Restaurant information
- Established: 1924 in Buellton, California
- Location: 12411 South Highway 33, Santa Nella, California, 95322, United States
- Coordinates: 37°06′33″N 121°01′01″W﻿ / ﻿37.1091068°N 121.0169014°W
- Other locations: Buellton, California (1924–2024); Carlsbad, California (c. 1980s); Mammoth Lakes, California (c. 1980s); Selma, California (c. 1980s–2001);
- Website: Official website

= Pea Soup Andersen's =

Restaurant in Santa Nella, California, United States

Pea Soup Andersen's is a restaurant in Santa Nella, California that primarily serves travelers. It was formerly a chain, with previous locations along other major travel highways in California. The original Pea Soup Andersen's opened in Buellton in 1924. The Santa Nella restaurant then opened in 1976 as its second location. Other locations that operated in the 1980s included Carlsbad, Mammoth Lakes, and Selma. The Buellton location closed in January 2024 for redevelopment, leaving the Santa Nella restaurant as the only Pea Soup Andersen's location currently open. While it is best known for their pea soup, the restaurant serves complete home-style meals. The location also includes a bakery and gift shop and has an associated hotel on the property. The restaurant also markets a line of canned soups.

== History ==
The original Andersen's restaurant was founded in 1924 by Anton Andersen and his wife Juliette. Anton Andersen was born in Denmark and had received training in the restaurant business in Europe and New York City. Juliette was born in France. Anton and Juliette purchased property in the small town of Buellton, California, in Santa Barbara County. Buellton and neighboring Solvang were the focus of a colony of Danish Americans and recent Danish immigrants. They opened a small restaurant and named it "Andersen's Electrical Cafe" in honor of their proudest possession, a new electric stove.

When the restaurant opened they served simple fare such as sandwiches, pancakes, and coffee. From the beginning their customers were primarily travelers driving the main highway between Los Angeles and San Francisco (now U.S. Highway 101) — salesmen, tourists and truck drivers. After three months in business, pea soup was added to the menu, which was made from a recipe handed down through Juliette's family. While the restaurant's reputation became known for their good food, Juliette's pea soup was the signature attraction.

(Stored items)
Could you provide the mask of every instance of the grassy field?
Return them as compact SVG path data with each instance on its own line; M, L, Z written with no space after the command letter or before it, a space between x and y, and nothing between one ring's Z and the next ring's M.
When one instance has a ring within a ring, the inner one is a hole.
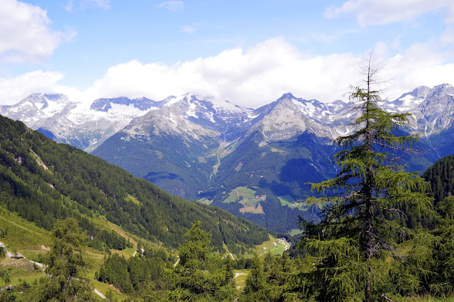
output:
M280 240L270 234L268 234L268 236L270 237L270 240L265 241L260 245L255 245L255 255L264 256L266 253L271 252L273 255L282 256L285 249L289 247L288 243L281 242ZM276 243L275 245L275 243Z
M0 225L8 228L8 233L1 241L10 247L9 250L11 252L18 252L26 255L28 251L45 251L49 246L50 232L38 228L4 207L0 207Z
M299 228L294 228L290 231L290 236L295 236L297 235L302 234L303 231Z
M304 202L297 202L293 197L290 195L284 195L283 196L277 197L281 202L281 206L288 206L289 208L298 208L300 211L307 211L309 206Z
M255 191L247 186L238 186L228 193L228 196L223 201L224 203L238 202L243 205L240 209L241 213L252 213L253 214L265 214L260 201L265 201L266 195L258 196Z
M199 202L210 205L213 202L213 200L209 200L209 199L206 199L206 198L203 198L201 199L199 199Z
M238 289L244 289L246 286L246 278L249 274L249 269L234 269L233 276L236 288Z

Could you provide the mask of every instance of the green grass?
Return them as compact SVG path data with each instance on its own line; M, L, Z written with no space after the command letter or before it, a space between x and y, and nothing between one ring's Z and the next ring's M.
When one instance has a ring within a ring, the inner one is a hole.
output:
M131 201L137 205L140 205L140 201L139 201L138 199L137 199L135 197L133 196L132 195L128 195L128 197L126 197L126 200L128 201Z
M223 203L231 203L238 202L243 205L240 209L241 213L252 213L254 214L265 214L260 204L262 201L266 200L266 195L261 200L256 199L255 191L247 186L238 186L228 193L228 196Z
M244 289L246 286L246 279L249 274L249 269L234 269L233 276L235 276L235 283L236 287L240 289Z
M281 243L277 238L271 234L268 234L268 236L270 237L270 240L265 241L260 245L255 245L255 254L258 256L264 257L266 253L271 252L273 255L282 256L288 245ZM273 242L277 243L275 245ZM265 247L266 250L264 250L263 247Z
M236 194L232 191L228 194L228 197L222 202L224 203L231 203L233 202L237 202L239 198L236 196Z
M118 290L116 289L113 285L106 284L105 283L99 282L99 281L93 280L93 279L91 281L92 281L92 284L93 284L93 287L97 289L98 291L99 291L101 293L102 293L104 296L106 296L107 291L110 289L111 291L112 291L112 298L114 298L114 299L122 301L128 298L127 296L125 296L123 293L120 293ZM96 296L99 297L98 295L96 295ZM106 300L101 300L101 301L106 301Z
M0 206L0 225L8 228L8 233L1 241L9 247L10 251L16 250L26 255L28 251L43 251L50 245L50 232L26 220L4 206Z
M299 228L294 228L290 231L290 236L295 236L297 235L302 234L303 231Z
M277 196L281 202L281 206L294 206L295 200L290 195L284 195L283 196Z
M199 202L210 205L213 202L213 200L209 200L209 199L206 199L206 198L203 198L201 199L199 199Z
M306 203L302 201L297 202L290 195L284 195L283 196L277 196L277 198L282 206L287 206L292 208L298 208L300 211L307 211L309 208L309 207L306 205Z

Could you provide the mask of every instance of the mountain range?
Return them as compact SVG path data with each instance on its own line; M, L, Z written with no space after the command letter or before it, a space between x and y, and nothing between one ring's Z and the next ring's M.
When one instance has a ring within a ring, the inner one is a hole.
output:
* * *
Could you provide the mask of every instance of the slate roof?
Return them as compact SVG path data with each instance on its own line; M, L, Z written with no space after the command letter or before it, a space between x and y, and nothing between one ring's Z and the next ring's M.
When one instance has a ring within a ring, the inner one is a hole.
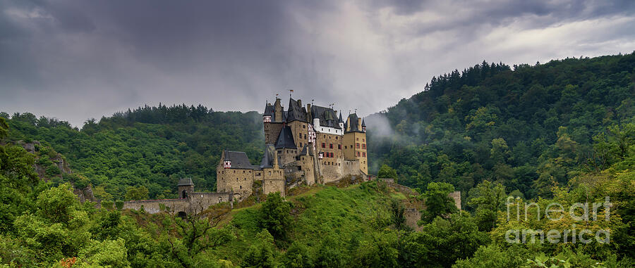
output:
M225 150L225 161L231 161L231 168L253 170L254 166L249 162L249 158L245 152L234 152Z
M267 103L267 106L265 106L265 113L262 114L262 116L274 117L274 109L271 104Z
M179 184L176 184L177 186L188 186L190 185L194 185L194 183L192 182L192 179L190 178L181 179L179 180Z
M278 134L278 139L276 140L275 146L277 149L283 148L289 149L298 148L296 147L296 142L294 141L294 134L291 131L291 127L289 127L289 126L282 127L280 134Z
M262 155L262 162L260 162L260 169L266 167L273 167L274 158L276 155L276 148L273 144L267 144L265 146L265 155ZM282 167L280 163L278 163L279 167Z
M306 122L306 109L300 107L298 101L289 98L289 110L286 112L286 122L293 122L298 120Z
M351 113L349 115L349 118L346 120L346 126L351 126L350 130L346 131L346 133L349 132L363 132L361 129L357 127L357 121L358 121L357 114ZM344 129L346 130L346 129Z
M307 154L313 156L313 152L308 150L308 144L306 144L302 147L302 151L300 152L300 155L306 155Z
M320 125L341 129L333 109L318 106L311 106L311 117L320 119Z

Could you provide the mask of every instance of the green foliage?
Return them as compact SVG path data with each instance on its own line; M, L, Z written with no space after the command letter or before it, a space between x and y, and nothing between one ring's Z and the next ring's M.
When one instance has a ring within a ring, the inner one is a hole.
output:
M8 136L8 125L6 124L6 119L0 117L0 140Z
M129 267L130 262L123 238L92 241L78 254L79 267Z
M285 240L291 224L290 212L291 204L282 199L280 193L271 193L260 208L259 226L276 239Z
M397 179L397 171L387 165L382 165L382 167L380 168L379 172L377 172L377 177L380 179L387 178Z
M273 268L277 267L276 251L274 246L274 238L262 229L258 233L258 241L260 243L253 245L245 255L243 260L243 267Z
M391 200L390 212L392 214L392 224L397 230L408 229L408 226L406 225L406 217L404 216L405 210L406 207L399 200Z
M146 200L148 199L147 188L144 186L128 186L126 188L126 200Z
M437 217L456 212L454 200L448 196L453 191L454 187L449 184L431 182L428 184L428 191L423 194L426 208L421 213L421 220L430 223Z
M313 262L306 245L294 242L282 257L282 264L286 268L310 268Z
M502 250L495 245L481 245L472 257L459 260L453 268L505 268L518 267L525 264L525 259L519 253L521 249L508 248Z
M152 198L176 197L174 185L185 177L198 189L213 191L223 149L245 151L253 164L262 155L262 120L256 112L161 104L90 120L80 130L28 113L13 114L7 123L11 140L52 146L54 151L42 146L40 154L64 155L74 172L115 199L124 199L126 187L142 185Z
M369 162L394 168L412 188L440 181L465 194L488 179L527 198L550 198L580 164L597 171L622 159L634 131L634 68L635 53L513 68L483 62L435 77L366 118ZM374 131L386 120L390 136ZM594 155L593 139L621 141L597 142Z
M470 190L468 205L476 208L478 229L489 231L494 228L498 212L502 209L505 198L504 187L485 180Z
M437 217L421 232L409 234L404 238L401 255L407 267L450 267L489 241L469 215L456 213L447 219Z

*YOUR INSTRUCTIONS:* According to the Pea Soup Andersen's text, what did Anton and Juliette Andersen name their first restaurant, and what was it named in honor of? Rely only on the Pea Soup Andersen's text for the answer.

*FINISHED EXERCISE:* They named it "Andersen's Electrical Cafe" in honor of their proudest possession, a new electric stove.